- **Instruction**
Will you put every line of the items below into a Markdown table with the columns Row and Line, numbering the rows and skipping any blank lines?

--- START OF Records for this task ---

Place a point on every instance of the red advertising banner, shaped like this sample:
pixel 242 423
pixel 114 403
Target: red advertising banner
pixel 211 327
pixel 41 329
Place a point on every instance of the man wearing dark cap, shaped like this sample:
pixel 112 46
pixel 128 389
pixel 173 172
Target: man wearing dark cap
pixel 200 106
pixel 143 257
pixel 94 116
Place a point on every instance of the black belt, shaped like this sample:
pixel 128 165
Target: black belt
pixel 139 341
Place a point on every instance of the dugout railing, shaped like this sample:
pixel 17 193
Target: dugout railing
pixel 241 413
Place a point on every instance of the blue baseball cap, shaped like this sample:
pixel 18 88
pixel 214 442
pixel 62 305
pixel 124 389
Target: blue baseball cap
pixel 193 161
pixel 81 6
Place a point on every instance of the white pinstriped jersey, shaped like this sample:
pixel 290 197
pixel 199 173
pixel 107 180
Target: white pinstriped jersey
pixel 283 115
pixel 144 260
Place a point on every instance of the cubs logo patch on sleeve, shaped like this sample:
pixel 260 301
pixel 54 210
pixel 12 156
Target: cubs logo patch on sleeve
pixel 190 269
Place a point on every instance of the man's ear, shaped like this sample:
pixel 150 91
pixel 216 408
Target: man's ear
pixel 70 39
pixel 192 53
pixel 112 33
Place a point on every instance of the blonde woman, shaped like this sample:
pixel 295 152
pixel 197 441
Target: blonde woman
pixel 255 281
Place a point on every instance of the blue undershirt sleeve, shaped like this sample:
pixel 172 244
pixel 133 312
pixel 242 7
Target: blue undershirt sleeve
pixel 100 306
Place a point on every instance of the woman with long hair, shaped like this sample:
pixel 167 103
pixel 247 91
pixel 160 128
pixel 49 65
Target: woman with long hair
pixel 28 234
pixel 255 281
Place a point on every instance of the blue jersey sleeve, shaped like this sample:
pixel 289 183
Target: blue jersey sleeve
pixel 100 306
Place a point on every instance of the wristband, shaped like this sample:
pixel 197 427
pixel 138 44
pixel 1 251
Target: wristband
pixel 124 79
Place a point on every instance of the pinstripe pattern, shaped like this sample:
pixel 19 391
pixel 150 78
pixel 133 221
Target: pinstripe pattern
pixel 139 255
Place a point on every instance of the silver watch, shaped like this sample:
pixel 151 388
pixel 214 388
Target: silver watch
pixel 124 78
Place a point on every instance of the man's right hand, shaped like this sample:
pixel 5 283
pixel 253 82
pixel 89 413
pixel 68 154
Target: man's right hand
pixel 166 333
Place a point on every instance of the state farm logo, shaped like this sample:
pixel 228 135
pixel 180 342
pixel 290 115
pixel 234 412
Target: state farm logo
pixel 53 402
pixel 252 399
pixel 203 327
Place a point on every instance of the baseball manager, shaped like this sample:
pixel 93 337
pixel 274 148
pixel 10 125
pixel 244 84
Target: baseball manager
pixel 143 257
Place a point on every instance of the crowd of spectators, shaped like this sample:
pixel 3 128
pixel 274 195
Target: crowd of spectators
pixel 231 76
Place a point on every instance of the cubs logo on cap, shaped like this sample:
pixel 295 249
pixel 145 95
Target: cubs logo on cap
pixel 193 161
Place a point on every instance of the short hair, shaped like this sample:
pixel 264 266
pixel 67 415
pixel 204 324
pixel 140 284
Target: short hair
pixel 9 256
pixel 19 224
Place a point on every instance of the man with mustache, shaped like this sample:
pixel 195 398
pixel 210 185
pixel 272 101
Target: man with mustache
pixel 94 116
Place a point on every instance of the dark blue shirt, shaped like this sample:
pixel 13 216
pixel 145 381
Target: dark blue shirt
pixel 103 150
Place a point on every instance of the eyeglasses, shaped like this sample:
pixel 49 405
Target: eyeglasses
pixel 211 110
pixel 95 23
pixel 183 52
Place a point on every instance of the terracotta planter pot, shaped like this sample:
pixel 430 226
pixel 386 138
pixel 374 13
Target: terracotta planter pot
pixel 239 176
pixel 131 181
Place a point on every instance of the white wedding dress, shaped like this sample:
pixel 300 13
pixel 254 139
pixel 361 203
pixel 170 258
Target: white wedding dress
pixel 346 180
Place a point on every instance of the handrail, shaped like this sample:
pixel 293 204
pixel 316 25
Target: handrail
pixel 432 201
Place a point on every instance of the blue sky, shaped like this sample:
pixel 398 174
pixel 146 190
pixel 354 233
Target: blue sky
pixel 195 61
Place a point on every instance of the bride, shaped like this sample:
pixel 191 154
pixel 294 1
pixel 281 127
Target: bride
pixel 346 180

--- END OF Records for this task ---

- **Output below**
| Row | Line |
|---|---|
| 1 | Place a point on every instance of the red advertising banner, shaped like this sample: |
| 2 | pixel 242 423 |
| 3 | pixel 114 403 |
| 4 | Target: red advertising banner |
| 5 | pixel 211 327 |
| 6 | pixel 41 329 |
| 7 | Place a point on every instance of the man wearing dark cap, shaped like this sample: |
| 8 | pixel 112 46 |
| 9 | pixel 128 389 |
| 10 | pixel 173 172 |
| 11 | Target: man wearing dark cap |
| 12 | pixel 200 106 |
| 13 | pixel 143 257 |
| 14 | pixel 94 116 |
| 15 | Place a point on every instance of the black belt, shaped like this sample: |
| 16 | pixel 128 165 |
| 17 | Target: black belt |
| 18 | pixel 139 341 |
| 19 | Place a point on every instance of the dugout railing, shaped like this sample: |
| 20 | pixel 17 193 |
| 21 | Target: dugout railing |
| 22 | pixel 241 413 |
| 23 | Place a point on every instance of the blue baseball cap, shaped like this sample: |
| 24 | pixel 18 88 |
| 25 | pixel 214 442 |
| 26 | pixel 62 305 |
| 27 | pixel 124 389 |
| 28 | Target: blue baseball cap |
| 29 | pixel 193 161 |
| 30 | pixel 81 6 |
| 31 | Place a point on every instance of the white pinstriped jersey, shaped like this sample: |
| 32 | pixel 290 197 |
| 33 | pixel 199 173 |
| 34 | pixel 107 180 |
| 35 | Target: white pinstriped jersey |
| 36 | pixel 283 115 |
| 37 | pixel 144 260 |
| 38 | Place a point on every instance of the cubs logo patch on sleeve, shaped like this sample: |
| 39 | pixel 260 301 |
| 40 | pixel 54 210 |
| 41 | pixel 12 156 |
| 42 | Target: cubs logo patch on sleeve |
| 43 | pixel 190 269 |
| 44 | Place a point on every instance of the man's ear, shaped like this sample: |
| 45 | pixel 150 91 |
| 46 | pixel 216 408 |
| 47 | Target: man's ear |
| 48 | pixel 70 39 |
| 49 | pixel 192 53 |
| 50 | pixel 112 33 |
| 51 | Place a point on every instance of the blonde woman, shaped like this sample: |
| 52 | pixel 295 152 |
| 53 | pixel 197 441 |
| 54 | Target: blonde woman |
| 55 | pixel 255 281 |
| 56 | Place a point on every instance of the blue undershirt sleeve, shaped like this sample: |
| 57 | pixel 172 244 |
| 58 | pixel 133 312 |
| 59 | pixel 242 7 |
| 60 | Target: blue undershirt sleeve |
| 61 | pixel 100 306 |
| 62 | Place a point on every instance of the woman with long hair, shaped like this sample: |
| 63 | pixel 167 103 |
| 64 | pixel 247 91 |
| 65 | pixel 160 128 |
| 66 | pixel 49 65 |
| 67 | Target: woman with long hair |
| 68 | pixel 28 234 |
| 69 | pixel 255 281 |
| 70 | Place a point on every instance of the blue jersey sleeve, shaped like this sample: |
| 71 | pixel 289 183 |
| 72 | Target: blue jersey sleeve |
| 73 | pixel 100 306 |
| 74 | Place a point on every instance of the wristband, shaped like this sample: |
| 75 | pixel 197 427 |
| 76 | pixel 138 44 |
| 77 | pixel 1 251 |
| 78 | Target: wristband |
| 79 | pixel 124 79 |
| 80 | Place a point on every instance of the pinstripe pattern, shaped like this sample: |
| 81 | pixel 19 391 |
| 82 | pixel 150 78 |
| 83 | pixel 133 221 |
| 84 | Target: pinstripe pattern |
| 85 | pixel 139 255 |
| 86 | Place a point on every instance of the silver watch, shaped like this sample: |
| 87 | pixel 151 388 |
| 88 | pixel 214 388 |
| 89 | Target: silver watch |
| 90 | pixel 124 78 |
| 91 | Place a point on every instance of the man's right hand, shaped like this sample: |
| 92 | pixel 5 283 |
| 93 | pixel 253 82 |
| 94 | pixel 89 413 |
| 95 | pixel 68 154 |
| 96 | Target: man's right hand |
| 97 | pixel 166 333 |
| 98 | Place a point on every instance of the state farm logo, shaped like this sample: |
| 99 | pixel 228 135 |
| 100 | pixel 180 342 |
| 101 | pixel 290 115 |
| 102 | pixel 234 412 |
| 103 | Target: state farm logo |
| 104 | pixel 53 402 |
| 105 | pixel 252 399 |
| 106 | pixel 203 327 |
| 107 | Place a point on every instance of the baseball manager, shaped like this sample: |
| 108 | pixel 93 337 |
| 109 | pixel 274 148 |
| 110 | pixel 10 125 |
| 111 | pixel 244 84 |
| 112 | Target: baseball manager |
| 113 | pixel 143 257 |
| 114 | Place a point on every instance of the crowd of spectators, shaped like this sample: |
| 115 | pixel 3 128 |
| 116 | pixel 274 195 |
| 117 | Target: crowd of spectators |
| 118 | pixel 231 76 |
| 119 | Place a point on every instance of the cubs logo on cap, shaped like this sample: |
| 120 | pixel 295 249 |
| 121 | pixel 145 95 |
| 122 | Target: cubs logo on cap |
| 123 | pixel 193 161 |
| 124 | Place a point on every instance of the short hair, shaped like this sample: |
| 125 | pixel 264 266 |
| 126 | pixel 67 415 |
| 127 | pixel 204 324 |
| 128 | pixel 140 284 |
| 129 | Target: short hair |
| 130 | pixel 9 256 |
| 131 | pixel 19 224 |
| 132 | Place a point on every instance of the man with mustache, shaped like this sample: |
| 133 | pixel 195 398 |
| 134 | pixel 210 185 |
| 135 | pixel 272 101 |
| 136 | Target: man with mustache |
| 137 | pixel 94 116 |
| 138 | Place a point on every instance of the dark blue shirt, shaped like this sample: |
| 139 | pixel 13 216 |
| 140 | pixel 145 381 |
| 141 | Target: dark blue shirt |
| 142 | pixel 103 150 |
| 143 | Place a point on every instance of the eyeglasses, shaped like this sample: |
| 144 | pixel 49 405 |
| 145 | Target: eyeglasses |
| 146 | pixel 211 110 |
| 147 | pixel 95 23 |
| 148 | pixel 183 52 |
| 149 | Place a point on every instance of the terracotta planter pot, shaped like this sample: |
| 150 | pixel 430 226 |
| 151 | pixel 386 138 |
| 152 | pixel 374 13 |
| 153 | Target: terracotta planter pot |
| 154 | pixel 239 176 |
| 155 | pixel 131 181 |
| 156 | Place a point on every instance of the white wedding dress, shaped like this sample: |
| 157 | pixel 300 13 |
| 158 | pixel 254 139 |
| 159 | pixel 361 203 |
| 160 | pixel 170 258 |
| 161 | Target: white wedding dress |
| 162 | pixel 346 180 |
| 163 | Place a point on every instance of the handrail, shaped like this sample: |
| 164 | pixel 293 204 |
| 165 | pixel 316 25 |
| 166 | Target: handrail |
| 167 | pixel 432 201 |
| 168 | Place a point on every instance of the blue sky, shaped like this sample: |
| 169 | pixel 398 174 |
| 170 | pixel 146 190 |
| 171 | pixel 354 233 |
| 172 | Target: blue sky |
| 173 | pixel 195 61 |
| 174 | Place a point on every instance of the bride, shaped like this sample: |
| 175 | pixel 191 154 |
| 176 | pixel 294 1 |
| 177 | pixel 281 127 |
| 178 | Target: bride |
| 179 | pixel 346 180 |